## Written problem a
Gather every line of the records below that contains the string "canopy". Case counts.

## Given passage

* * * *

Monday, August 29, 2011

Global Warming?

Global warming is what city officials are blaming the recent flooding on. I don't know if this is a joke and I find it hard to believe that anyone could stand there with a straight face and tell us our basements are flooding because of global warming. I doubt very much if Alderman O'Shea had anything to do with this. That said, he now needs to get some distance away from global warming.

My thanks to the 19th Ward Politics  Blogger for bringing this to my attention.

Experts From The City Blame "Global Warming" At Matt O'Shea Flood Meeting!
Climate change and global warming are the cause of flooding that occurred in more than 1,000 local households on June 9 and July 23, city officials said at a meeting at the Chicago High School for Agricultural Sciences on Aug. 18.
“It’s a new day, and the new day has some pretty bad weather,” said Tom LaPorte, assistant commissioner of the city’s Department of Water Management, at a town hall meeting hosted by 19th Ward Ald. Matt O’Shea. Approximately 200 people attended the meeting.
Storms characterized by their intensity, brevity and random pattern have increased in frequency over the past five years, which is why homes that never flooded in the past have experienced recent problems, LaPorte said.
“It’s kind of haphazard; scientists haven’t really figured out a pattern, but we do know that it’s happening,” LaPorte said. “What we’re getting is huge torrents of rain from the sky. I used to have to make a case that this was happening; now you just need to look out your window. Two and three times a summer, people are flooding.
“We’ve got a 100-year-old [sewer] system, and that fills up pretty quickly. It’s designed for what they call a ‘five-year storm.’ The sewers get filled up and overwhelmed, and then any more water that is put into those sewers is going to come up into your basement. It’s going in so fast, and there’s no room for it; so it’s just squirting out wherever it can, and that’s up the private drains of your basement.”
The only way to combat the problem, LaPorte said, is through cooperation and partnership between the city and its residents; homeowners need to take steps to help reduce the risk of future flooding instead of solely relying on the city’s sewer system or the Metropolitan Water Reclamation District of Greater Chicago’s Deep Tunnel to do the job.
“There are two main sources of water that we’re trying to put into these full sewers. One is from the street, and the other is from our rooftops. As long as we continue to do that, we’re in trouble; we’re going to continue to flood,” he said. “So what we need to do is find new relationships with each other and the city and new strategies for keeping water out of the sewer during the heaviest rain. It’s no longer a given that the sewers are going to protect us from flooding. There simply isn’t room in them.”
Step one involves redirecting residential downspouts, LaPorte said.
“Five hundred gallons of water per hour are coming out of your rooftop, going into your gutters and, in most houses in Chicago, the downspout goes straight into the ground,” he said. “What it’s doing is connecting to your private drain. If the sewer is full and if the private drain is full, that water has no place to go except into your basement. So in a real sense we’re flooding ourselves a lot of the time.”
Reporting flooding issues to the city’s 311 center, planting rain gardens and preserving the integrity of rain restrictors—the devices that hold water on the street after a heavy rain and allow the water to drain slowly into the sewer system—are also recommended measures, LaPorte said.
If a block of residents can commit to 70-percent participation in these measures, the city will offer its engineering experience and expertise to assess a particular block’s issues and provide homeowners with specific resources and solutions.

* * * *

## Entries provided
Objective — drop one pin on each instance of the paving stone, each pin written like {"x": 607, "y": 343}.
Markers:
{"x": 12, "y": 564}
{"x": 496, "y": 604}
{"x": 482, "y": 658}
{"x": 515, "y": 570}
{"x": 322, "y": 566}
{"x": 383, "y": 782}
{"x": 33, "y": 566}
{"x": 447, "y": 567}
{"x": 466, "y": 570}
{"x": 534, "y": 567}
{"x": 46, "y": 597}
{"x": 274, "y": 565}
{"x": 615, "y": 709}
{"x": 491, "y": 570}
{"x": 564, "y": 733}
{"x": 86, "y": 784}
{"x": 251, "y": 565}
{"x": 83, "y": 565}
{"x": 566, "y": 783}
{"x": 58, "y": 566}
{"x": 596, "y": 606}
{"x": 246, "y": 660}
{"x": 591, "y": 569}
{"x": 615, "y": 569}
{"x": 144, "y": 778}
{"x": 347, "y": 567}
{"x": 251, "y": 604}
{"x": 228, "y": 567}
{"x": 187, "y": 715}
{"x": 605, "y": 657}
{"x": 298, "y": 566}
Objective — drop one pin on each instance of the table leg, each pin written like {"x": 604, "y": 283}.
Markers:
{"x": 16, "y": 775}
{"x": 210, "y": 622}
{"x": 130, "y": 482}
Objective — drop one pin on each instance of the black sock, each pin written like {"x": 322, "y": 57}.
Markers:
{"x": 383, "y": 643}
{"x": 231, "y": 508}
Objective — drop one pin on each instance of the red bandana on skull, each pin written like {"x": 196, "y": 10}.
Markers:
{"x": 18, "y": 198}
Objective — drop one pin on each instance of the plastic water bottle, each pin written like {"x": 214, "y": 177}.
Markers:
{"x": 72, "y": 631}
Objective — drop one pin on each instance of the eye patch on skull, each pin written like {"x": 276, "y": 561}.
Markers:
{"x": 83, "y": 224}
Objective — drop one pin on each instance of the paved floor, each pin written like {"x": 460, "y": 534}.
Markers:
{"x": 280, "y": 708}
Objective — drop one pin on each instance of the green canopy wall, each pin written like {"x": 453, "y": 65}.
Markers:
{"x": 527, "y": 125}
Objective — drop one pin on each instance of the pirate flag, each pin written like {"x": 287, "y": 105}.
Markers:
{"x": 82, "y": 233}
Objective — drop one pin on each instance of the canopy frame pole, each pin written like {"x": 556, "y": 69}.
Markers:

* * * *

## Written problem b
Pick up the blog post on city officials blaming the Chicago basement flooding on global warming, and continue it from the point where it stops.

## Final answer a
Objective — drop one pin on each instance of the green canopy wall, each pin written like {"x": 453, "y": 65}.
Objective — drop one pin on each instance of the canopy frame pole, each pin written like {"x": 556, "y": 69}.

## Final answer b
“I have about eight or nine neighborhoods already doing this,” LaPorte said. “I would really like to appeal to you to take advantage of this; if you can get a few neighbors together, call me up and invite me over; I’ll be there. We can succeed with this, but we have to rely on each other and understand that this is a mountain for us to climb instead of just a problem to solve. I think it’s as big as rebuilding after the fire, but I think we can do it.”
LaPorte’s direct number is (312) 742-1029.
Terry O’Brien, president of the Metropolitan Water Reclamation District of Greater Chicago, also spoke at the meeting, providing an overview of the district’s interceptor and reservoir system. Although the district has one active reservoir for storm water storage and two others in the works, flooding will continue to be a problem as long as heavy storms fill Chicago’s sewers before the water can be pushed through the system, officials said. During the July 23 storm, the Deep Tunnel was only at 25-percent capacity, O’Brien said; water backed up into basements before it reached the Deep Tunnel.
During the three-hour meeting, officials also tried to dispel the popular notion that localized residential flooding is due to an anonymous person or party failing to “open the gates.”
“The fact is that there are no gates in the sewer system,” LaPorte said. “The only gates that exist are the ones between the river and the lake. They can only be opened up under certain circumstances— when the river is higher than the lake. If you open it up at the beginning of a storm when the lake is still higher than the river, the lake’s going to come in and make everything a lot worse.”

Friday, August 26, 2011

Another Memorial?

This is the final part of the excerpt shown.